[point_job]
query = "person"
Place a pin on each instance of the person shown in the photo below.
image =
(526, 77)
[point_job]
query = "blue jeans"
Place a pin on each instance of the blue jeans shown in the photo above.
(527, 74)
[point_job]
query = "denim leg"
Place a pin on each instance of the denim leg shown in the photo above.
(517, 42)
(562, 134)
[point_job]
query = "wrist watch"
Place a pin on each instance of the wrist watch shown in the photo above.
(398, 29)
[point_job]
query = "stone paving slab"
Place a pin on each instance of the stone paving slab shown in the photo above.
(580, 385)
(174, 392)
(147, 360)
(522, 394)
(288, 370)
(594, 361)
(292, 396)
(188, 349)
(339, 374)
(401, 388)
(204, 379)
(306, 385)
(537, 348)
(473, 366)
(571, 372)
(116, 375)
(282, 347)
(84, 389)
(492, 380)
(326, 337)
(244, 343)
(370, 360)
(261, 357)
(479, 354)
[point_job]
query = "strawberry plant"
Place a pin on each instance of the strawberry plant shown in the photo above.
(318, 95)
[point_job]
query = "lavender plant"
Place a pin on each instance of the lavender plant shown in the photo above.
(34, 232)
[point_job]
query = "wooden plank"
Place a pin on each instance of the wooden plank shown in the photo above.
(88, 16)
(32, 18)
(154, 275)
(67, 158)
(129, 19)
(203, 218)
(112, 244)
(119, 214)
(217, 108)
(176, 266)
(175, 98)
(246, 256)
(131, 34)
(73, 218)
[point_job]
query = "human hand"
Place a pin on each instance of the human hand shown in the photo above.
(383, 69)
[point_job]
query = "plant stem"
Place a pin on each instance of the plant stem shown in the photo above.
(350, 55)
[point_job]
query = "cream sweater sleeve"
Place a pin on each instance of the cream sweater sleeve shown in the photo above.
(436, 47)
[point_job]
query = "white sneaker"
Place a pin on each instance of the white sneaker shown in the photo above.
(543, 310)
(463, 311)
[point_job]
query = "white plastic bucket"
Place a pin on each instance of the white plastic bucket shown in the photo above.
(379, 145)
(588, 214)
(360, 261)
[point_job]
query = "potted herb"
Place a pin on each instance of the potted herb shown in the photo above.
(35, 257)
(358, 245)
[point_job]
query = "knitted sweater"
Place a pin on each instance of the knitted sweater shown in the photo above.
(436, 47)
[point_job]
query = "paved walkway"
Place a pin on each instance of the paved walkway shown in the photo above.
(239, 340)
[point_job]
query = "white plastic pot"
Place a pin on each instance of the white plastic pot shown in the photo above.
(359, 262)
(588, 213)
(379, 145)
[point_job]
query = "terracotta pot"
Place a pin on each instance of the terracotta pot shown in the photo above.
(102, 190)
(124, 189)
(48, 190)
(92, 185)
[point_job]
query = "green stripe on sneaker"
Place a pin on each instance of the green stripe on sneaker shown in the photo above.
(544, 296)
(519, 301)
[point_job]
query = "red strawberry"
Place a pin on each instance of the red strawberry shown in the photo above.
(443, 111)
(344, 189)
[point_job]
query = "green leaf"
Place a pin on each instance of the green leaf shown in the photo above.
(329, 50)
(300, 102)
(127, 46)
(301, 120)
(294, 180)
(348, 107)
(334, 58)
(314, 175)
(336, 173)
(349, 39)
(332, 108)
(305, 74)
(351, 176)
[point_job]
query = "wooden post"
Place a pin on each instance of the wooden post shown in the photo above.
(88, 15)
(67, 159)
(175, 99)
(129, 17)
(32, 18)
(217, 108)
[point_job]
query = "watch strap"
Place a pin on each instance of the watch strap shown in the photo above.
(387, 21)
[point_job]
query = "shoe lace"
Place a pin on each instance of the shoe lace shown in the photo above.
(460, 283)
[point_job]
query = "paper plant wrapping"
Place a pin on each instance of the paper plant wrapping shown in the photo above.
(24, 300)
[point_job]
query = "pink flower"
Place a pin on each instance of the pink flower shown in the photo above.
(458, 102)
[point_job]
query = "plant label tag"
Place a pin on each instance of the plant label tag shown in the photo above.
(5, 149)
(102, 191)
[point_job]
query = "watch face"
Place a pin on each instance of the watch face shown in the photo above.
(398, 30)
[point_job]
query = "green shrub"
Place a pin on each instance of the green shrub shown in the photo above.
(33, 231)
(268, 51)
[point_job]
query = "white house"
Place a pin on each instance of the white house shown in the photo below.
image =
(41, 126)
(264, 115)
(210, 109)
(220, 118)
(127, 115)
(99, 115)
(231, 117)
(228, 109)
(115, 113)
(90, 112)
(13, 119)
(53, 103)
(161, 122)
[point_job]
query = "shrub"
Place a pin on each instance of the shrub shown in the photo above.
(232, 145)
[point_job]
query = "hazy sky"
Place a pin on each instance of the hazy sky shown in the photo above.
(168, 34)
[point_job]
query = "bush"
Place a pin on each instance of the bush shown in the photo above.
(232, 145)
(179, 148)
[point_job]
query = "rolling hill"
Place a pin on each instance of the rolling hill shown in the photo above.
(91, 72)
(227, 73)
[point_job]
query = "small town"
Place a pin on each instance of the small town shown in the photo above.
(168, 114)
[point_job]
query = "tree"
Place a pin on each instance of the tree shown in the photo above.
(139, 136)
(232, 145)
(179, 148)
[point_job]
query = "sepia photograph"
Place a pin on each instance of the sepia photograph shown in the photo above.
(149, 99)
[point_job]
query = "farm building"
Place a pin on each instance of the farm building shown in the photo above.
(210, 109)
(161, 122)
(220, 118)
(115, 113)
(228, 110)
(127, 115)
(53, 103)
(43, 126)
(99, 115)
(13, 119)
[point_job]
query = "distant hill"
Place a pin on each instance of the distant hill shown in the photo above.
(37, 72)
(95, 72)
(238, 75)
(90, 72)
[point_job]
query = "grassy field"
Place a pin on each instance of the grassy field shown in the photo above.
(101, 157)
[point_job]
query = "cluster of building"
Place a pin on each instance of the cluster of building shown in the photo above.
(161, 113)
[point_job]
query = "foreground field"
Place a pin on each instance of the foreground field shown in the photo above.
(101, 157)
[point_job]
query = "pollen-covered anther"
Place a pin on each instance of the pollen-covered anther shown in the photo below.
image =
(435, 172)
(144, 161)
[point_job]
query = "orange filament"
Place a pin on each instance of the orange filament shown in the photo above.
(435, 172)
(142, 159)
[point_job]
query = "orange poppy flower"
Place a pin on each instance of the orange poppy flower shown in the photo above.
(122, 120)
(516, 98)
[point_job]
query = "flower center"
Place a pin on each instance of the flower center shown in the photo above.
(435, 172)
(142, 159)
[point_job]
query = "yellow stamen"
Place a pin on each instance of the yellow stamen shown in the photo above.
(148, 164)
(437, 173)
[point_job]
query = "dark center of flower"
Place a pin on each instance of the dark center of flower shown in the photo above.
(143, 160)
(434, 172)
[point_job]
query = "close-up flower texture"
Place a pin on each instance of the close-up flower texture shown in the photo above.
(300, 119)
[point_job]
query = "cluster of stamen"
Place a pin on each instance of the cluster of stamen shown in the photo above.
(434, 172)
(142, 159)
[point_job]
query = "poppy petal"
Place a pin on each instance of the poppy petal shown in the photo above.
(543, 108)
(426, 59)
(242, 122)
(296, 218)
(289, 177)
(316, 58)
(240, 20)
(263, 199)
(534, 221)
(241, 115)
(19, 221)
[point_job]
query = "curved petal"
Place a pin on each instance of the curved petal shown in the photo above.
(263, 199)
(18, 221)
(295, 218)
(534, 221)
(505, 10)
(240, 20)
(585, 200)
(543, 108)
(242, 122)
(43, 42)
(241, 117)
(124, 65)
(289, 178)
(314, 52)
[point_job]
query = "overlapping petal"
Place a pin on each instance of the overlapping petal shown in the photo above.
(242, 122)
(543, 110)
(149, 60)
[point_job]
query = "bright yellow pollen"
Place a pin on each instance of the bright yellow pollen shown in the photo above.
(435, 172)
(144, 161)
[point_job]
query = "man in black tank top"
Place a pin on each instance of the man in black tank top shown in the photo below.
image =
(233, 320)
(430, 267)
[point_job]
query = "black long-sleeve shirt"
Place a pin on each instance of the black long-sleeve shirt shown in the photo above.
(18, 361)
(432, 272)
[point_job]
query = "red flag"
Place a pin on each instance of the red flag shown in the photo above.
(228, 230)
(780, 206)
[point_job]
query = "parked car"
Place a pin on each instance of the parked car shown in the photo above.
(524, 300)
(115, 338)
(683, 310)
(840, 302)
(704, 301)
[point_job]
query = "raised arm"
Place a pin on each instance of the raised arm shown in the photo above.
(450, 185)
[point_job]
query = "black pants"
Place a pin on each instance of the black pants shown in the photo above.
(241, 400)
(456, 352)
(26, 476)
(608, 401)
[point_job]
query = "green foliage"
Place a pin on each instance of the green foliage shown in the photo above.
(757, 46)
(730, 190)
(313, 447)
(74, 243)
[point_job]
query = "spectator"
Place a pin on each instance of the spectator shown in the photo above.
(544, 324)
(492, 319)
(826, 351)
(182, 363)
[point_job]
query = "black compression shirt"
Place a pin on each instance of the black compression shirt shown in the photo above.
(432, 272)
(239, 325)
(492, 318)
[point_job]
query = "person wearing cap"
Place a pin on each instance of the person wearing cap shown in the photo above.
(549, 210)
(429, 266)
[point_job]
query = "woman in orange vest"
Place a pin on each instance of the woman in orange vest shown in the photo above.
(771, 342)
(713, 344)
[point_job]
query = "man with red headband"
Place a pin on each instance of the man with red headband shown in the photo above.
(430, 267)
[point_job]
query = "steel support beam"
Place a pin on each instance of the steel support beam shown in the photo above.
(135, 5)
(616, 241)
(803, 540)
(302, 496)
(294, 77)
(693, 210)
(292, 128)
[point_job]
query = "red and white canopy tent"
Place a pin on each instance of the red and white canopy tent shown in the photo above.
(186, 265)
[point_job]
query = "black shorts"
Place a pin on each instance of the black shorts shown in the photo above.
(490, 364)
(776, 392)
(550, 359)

AUFGABENBESCHREIBUNG: Sammle bitte jede Zeile der Auflistung oben, in der die Zeichenfolge „texture“ vorkommt. Achte dabei auf Groß- und Kleinschreibung.

RICHTIGE ANTWORT:
query = "close-up flower texture"
Place a pin on each instance of the close-up flower texture shown in the photo above.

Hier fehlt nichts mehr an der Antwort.